• _Requirements_
Set down exactly, and only, the lines from the one with "of the gray" to the final line of the entries, both included.

━━━ Data shown ━━━

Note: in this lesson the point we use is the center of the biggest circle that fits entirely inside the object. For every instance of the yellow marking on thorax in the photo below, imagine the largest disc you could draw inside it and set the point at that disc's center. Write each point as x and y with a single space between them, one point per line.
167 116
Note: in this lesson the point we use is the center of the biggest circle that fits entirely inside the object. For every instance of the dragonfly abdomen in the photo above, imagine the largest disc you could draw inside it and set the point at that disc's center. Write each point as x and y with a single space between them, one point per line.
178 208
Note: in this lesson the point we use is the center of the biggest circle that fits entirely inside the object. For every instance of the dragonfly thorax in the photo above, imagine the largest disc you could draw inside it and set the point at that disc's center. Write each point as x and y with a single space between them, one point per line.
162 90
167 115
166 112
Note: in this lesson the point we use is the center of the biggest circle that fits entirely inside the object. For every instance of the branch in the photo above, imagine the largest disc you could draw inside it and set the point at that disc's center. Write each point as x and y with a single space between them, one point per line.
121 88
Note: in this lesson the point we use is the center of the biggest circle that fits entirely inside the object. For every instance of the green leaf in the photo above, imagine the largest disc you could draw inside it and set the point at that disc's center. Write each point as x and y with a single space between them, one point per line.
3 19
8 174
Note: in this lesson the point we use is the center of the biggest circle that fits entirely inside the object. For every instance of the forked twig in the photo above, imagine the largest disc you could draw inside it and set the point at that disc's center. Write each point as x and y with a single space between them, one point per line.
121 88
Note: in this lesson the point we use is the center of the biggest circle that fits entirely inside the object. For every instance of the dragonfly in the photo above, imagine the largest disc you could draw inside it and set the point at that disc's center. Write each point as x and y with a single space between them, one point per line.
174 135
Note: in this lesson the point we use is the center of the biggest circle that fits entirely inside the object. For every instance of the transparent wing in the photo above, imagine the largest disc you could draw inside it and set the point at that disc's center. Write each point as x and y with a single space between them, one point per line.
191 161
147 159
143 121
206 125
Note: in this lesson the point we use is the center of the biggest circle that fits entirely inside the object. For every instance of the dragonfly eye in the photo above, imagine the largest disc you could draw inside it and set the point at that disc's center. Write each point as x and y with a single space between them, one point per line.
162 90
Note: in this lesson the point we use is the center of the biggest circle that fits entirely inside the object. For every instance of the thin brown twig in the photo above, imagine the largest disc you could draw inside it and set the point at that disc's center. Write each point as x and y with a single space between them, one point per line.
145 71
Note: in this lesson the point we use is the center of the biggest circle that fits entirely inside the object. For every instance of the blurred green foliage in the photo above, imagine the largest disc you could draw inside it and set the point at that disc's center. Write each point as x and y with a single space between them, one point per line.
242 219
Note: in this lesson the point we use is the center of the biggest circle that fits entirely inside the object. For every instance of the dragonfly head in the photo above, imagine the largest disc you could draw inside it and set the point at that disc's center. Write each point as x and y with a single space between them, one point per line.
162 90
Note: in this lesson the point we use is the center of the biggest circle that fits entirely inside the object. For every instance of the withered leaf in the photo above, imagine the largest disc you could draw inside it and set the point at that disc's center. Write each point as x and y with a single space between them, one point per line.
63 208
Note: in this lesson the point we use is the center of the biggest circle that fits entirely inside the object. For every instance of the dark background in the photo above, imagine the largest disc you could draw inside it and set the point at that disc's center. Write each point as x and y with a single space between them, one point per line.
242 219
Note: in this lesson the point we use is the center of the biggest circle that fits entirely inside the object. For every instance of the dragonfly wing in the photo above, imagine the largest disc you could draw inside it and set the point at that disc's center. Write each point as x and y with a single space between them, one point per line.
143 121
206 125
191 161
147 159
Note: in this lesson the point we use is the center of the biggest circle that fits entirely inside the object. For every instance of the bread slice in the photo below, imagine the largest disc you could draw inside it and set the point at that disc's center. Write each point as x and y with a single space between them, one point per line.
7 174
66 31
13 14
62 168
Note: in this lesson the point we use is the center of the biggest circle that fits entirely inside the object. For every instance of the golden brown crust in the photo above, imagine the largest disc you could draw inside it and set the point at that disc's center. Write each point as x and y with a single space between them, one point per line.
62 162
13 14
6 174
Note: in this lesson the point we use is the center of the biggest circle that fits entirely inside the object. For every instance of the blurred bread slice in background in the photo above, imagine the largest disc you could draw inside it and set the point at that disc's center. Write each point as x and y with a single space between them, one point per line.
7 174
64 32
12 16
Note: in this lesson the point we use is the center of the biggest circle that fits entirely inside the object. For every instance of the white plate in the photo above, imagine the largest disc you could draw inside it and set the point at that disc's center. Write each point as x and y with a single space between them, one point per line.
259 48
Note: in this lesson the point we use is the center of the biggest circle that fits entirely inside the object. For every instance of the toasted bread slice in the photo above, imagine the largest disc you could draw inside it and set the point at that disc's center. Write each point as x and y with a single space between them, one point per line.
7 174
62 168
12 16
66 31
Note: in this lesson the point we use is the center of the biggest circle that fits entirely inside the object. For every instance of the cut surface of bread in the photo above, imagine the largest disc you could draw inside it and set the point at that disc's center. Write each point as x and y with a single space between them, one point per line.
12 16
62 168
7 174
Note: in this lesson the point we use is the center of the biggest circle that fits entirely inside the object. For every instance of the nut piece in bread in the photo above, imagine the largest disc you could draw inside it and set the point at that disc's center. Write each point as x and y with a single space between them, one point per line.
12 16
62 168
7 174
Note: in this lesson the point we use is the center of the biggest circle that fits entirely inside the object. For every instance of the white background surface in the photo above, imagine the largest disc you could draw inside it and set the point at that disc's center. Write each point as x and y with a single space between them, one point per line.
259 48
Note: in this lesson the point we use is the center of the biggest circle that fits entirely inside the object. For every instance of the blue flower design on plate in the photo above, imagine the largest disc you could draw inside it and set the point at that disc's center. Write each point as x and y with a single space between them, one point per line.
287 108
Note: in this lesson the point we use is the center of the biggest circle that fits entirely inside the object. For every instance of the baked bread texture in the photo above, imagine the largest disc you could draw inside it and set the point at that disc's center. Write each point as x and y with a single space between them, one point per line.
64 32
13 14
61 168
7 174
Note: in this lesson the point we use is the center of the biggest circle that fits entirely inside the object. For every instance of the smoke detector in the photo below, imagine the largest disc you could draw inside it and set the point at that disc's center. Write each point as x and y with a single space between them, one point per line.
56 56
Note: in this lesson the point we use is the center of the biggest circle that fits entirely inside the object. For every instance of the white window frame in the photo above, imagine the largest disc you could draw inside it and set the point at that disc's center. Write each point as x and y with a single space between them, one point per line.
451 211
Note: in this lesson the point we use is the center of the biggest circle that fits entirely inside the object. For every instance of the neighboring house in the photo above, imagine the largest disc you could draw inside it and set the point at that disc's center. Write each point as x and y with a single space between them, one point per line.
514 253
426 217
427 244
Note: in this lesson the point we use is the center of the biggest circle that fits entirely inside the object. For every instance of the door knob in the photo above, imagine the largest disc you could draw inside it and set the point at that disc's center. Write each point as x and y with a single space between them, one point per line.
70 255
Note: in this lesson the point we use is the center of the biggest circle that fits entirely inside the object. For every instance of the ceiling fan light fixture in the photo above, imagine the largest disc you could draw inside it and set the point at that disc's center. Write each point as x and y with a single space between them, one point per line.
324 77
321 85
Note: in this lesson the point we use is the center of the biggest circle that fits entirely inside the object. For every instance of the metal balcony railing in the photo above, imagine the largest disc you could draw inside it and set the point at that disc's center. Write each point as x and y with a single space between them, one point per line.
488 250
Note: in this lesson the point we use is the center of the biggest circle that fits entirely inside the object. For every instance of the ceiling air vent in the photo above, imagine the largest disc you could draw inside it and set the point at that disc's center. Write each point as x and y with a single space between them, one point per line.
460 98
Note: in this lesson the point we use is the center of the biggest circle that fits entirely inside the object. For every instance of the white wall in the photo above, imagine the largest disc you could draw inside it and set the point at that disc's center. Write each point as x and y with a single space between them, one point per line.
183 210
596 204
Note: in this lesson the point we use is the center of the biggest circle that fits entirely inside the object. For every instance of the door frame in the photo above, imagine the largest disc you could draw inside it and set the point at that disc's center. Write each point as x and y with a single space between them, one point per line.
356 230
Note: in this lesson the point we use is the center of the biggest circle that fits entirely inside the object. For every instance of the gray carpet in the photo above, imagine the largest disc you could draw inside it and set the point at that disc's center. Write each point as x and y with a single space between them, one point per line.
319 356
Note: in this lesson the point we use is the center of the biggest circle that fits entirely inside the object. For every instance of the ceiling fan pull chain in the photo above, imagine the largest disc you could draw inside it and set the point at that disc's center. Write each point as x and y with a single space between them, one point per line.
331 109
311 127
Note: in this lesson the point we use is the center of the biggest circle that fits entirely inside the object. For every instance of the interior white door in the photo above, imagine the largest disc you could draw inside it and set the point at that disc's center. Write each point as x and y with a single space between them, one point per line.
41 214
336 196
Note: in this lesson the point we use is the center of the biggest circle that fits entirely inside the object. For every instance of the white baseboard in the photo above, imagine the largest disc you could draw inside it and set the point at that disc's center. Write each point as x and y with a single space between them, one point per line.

━━━

• _Right answer_
Note: in this lesson the point we use is the center of the biggest circle that fits entirely inside the object. For every instance of the gray carpet in the photo above, imagine the largest disc you could draw inside it and set the point at that disc's center. Write each point as x and y with a single space between them, one point per line.
319 356
Note: in this lesson the point we use is the center of the biggest circle that fits entirely inside the object. For every instance of the ceiling fan pull chain in the photo above, imagine the largest disc you could draw inside it and set the point at that disc's center. Write each point as x and y with a single space between them, one point per line.
331 109
311 127
Note: in this lesson the point we use is the center of the biggest circle that fits entirely inside the object. For every instance of the interior white door in the photo above, imagine the largest disc you could draw inside it and set the point at that disc's center. Write each point as x and y with a single space between them, one point per line.
41 214
336 196
Note: in this lesson the point we use is the center of the biggest circle that fits entirely inside the object. For every instance of the white baseboard in the photo above, imagine the largest disc you could draw inside it and set the point at that disc's center. Write each point as x and y with a single space between them, one point per line.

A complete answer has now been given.